→ **Required work**:
#1 Answer these questions from the section on basis of valuation:
(a) What basis is used in accounting for the valuation of all assets?
(b) When is property, equipment, a service or a supply considered donated?
(c) What results from failing to give accounting recognition to donated properties and services?
#2 Return the part of the section on basis of valuation between "(b) Hospitals, however, frequently" and "revenues and expenses.", inclusive.
#3 Resume the section on basis of valuation from where it stops.

→ **Text for analysis**:
⟨

442.10 Basis of valuation. (1190) (a) Historical cost is the basis used in accounting for the valuation of all assets and in recording all expenses (except fair market value in the case of donations and imputed value in the case of nonpaid workers). Historical cost, simply defined, is the amount of cash or cash equivalents given in exchange for properties or services at the time of acquisition. It is the basis for the valuation of assets and for the recording of most expenses. Cost ordinarily has been the basis for accounting for assets and expenses because it is a permanent and objective measurement that reflects the accountability of management for the utilization of hospital funds.

(b) Hospitals, however, frequently acquire property, equipment, services and supplies by donation. The property, equipment, service and/or supply is considered donated when acquired without the hospital making any payment for it in the form of cash, property or services. The property, equipment, service and/or supply should be valued at the fair market value which is the price that the asset would cost by bona fide bargaining between well-informed buyers and sellers at the date of donation (regardless of date of receipt). Failure to give accounting recognition to donated properties and services results in an understatement of hospital assets, revenues and expenses.

⟩

Records from a dataset:
⟨

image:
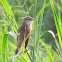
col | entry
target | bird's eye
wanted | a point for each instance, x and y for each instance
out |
(29, 19)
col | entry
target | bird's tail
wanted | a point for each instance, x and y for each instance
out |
(16, 51)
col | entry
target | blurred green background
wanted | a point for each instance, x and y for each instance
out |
(46, 38)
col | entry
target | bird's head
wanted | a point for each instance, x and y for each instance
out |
(28, 20)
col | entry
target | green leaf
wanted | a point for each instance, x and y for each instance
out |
(4, 46)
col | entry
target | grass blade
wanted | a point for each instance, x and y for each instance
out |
(4, 46)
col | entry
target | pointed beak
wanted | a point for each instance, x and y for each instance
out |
(35, 19)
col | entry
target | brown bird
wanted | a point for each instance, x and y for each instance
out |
(24, 32)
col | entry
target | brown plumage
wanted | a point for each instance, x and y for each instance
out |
(24, 31)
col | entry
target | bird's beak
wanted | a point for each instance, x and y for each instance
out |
(35, 19)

⟩

→ **Your written answers**:
#1
(a) Historical cost.
(b) When it is acquired without the hospital making any payment for it in the form of cash, property or services.
(c) An understatement of hospital assets, revenues and expenses.

#2
(b) Hospitals, however, frequently acquire property, equipment, services and supplies by donation. The property, equipment, service and/or supply is considered donated when acquired without the hospital making any payment for it in the form of cash, property or services. The property, equipment, service and/or supply should be valued at the fair market value which is the price that the asset would cost by bona fide bargaining between well-informed buyers and sellers at the date of donation (regardless of date of receipt). Failure to give accounting recognition to donated properties and services results in an understatement of hospital assets, revenues and expenses.

#3
(c) Many hospitals receive the services of members of an organization of nonpaid workers that has arrangements with the hospital for the performance of services. The services are in positions customarily held by full-time employees, and are performed on a regularly scheduled basis. The fair value of donated services must be reported when there is the equivalent of an employer-employee relationship and an objective basis for valuing such services. The value of services donated by organizations must be evidenced by a contractual relationship which provides the basis for valuation. The amounts reported are not to exceed those paid others for similar work.

(d) The value of services of a type of which hospitals generally do not remunerate individual's performances are not included as operating cost (e.g., donated services of individuals such as volunteers and trustees).